Work order » Please output exactly the lines that run from the line with "box: [439, 230, 446, 260]" through the final line of the data, inclusive, and nothing more.

Entries supplied »
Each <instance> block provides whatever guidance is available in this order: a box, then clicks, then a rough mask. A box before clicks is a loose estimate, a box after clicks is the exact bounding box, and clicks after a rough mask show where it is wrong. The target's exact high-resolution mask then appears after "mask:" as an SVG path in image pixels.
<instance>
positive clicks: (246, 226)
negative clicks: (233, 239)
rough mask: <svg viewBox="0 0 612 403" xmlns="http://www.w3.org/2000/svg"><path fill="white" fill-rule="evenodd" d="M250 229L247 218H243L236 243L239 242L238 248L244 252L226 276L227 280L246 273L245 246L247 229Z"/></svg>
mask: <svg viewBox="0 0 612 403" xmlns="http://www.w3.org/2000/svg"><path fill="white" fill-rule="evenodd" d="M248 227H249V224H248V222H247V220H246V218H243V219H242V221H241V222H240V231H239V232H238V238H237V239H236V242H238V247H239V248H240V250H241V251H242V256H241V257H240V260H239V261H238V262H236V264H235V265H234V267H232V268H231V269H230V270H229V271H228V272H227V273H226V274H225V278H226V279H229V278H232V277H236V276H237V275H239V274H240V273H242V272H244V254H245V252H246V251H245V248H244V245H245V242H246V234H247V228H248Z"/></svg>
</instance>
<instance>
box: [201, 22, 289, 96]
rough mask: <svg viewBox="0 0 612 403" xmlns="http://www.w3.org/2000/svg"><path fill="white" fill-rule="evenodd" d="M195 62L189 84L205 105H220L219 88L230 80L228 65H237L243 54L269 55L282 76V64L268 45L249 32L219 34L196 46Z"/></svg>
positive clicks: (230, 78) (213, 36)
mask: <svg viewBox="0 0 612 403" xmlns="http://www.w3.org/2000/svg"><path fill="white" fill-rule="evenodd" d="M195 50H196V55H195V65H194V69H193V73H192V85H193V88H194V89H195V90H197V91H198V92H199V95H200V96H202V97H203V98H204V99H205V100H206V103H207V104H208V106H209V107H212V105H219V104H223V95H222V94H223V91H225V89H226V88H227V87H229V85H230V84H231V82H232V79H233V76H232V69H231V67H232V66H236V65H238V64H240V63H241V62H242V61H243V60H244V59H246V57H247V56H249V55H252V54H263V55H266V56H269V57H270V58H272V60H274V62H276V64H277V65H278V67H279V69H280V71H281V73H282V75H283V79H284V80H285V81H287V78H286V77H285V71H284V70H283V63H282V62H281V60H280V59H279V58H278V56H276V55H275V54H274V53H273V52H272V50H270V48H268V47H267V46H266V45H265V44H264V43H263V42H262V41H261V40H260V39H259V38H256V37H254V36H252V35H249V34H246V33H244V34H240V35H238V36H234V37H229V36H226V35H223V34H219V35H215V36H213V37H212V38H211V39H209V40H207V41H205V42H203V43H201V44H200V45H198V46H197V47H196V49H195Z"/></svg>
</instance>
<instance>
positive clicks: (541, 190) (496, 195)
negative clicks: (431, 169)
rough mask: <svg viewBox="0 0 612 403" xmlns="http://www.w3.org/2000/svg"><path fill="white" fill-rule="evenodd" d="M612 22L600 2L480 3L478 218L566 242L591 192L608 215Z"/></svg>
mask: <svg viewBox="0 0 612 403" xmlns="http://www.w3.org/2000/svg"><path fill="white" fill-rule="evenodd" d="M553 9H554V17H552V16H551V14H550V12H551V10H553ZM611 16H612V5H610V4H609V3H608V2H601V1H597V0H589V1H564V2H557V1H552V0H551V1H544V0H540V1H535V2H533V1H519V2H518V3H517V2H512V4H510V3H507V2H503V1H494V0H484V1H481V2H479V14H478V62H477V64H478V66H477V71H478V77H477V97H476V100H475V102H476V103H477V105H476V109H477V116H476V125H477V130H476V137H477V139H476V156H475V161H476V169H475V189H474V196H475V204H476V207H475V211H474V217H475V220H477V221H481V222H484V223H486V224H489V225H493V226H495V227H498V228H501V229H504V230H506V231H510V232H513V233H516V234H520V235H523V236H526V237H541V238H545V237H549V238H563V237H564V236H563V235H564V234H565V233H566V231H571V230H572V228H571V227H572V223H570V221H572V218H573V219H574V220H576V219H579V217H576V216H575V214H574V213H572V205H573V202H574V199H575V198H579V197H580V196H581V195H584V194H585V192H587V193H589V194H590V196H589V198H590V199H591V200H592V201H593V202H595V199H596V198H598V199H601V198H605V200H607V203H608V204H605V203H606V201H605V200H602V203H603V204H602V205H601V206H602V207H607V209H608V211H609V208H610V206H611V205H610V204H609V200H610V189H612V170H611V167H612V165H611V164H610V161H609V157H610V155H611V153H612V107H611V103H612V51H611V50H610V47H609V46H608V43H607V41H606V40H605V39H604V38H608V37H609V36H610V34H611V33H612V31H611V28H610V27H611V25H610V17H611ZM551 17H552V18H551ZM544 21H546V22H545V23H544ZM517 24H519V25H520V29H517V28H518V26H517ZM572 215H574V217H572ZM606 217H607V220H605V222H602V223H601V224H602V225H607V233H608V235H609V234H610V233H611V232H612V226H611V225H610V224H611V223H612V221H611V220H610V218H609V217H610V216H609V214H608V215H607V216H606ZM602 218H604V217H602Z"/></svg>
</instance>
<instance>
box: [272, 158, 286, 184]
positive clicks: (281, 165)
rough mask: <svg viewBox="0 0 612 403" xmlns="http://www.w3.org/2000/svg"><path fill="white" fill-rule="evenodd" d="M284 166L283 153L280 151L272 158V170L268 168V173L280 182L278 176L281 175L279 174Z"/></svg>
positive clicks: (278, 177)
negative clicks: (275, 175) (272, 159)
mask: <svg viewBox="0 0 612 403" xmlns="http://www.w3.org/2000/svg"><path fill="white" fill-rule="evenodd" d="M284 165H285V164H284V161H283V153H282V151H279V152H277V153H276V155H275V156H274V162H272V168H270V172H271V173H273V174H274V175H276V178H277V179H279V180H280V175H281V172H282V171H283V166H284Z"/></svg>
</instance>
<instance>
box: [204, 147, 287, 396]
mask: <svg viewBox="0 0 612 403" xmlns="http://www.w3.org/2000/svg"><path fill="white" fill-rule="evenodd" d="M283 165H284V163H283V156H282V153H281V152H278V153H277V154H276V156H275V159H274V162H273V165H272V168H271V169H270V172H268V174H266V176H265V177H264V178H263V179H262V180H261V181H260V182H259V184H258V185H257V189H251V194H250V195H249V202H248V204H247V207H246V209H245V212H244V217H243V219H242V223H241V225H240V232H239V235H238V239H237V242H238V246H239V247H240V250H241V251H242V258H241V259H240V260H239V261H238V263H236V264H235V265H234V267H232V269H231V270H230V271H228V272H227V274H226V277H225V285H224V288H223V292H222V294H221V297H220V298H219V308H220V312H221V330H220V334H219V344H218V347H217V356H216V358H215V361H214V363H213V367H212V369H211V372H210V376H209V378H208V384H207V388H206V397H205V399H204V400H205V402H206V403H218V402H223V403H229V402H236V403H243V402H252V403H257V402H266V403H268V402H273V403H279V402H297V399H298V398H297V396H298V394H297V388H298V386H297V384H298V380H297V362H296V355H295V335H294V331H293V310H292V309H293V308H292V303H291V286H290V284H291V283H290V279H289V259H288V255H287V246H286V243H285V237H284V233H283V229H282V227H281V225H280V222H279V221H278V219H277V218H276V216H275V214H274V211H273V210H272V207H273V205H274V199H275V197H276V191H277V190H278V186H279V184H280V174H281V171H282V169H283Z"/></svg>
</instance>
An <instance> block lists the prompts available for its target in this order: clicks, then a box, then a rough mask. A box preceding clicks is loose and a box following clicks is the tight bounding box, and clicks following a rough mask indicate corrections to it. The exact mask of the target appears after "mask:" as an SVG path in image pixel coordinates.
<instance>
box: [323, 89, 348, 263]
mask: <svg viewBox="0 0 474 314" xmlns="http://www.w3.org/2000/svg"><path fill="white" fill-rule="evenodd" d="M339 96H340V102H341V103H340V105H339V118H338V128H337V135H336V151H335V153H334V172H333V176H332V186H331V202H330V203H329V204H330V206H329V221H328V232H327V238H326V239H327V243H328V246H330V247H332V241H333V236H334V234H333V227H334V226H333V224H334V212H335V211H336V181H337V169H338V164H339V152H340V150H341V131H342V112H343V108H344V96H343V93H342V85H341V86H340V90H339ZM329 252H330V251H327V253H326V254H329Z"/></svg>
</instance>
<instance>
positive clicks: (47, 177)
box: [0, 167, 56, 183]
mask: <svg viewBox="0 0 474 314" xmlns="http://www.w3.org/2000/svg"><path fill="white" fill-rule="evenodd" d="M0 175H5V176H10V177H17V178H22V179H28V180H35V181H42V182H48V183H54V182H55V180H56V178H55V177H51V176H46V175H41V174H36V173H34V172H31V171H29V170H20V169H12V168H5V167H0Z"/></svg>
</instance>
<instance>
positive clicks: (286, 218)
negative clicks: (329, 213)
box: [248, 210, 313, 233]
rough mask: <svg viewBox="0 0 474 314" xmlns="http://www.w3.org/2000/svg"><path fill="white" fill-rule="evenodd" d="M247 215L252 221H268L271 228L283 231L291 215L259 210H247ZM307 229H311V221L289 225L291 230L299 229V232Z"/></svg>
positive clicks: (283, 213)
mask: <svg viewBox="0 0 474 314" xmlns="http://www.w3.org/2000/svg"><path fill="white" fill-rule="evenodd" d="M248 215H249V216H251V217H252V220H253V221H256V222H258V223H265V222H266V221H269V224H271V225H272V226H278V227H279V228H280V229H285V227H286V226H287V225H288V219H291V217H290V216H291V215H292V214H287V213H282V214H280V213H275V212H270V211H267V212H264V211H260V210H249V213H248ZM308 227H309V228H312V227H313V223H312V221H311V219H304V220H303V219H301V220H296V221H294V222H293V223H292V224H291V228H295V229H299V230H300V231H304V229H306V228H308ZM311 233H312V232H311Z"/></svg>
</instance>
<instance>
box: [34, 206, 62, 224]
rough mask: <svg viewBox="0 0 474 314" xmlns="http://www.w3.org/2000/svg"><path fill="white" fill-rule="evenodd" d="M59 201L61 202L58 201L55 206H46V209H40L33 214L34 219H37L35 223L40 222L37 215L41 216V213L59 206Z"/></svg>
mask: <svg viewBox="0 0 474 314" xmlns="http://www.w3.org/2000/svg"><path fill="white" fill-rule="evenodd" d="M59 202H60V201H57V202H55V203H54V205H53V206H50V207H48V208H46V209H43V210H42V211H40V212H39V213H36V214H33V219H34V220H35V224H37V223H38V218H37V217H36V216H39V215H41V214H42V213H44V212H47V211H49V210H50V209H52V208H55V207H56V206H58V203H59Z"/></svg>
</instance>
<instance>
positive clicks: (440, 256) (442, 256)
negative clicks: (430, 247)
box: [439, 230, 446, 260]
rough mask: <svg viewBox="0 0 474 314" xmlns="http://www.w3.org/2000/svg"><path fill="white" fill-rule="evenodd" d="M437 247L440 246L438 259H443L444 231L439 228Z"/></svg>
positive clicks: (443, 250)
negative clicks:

The completed task »
box: [439, 230, 446, 260]
rough mask: <svg viewBox="0 0 474 314" xmlns="http://www.w3.org/2000/svg"><path fill="white" fill-rule="evenodd" d="M437 247L440 246L438 259H443L444 231L439 228Z"/></svg>
positive clicks: (443, 250)
negative clicks:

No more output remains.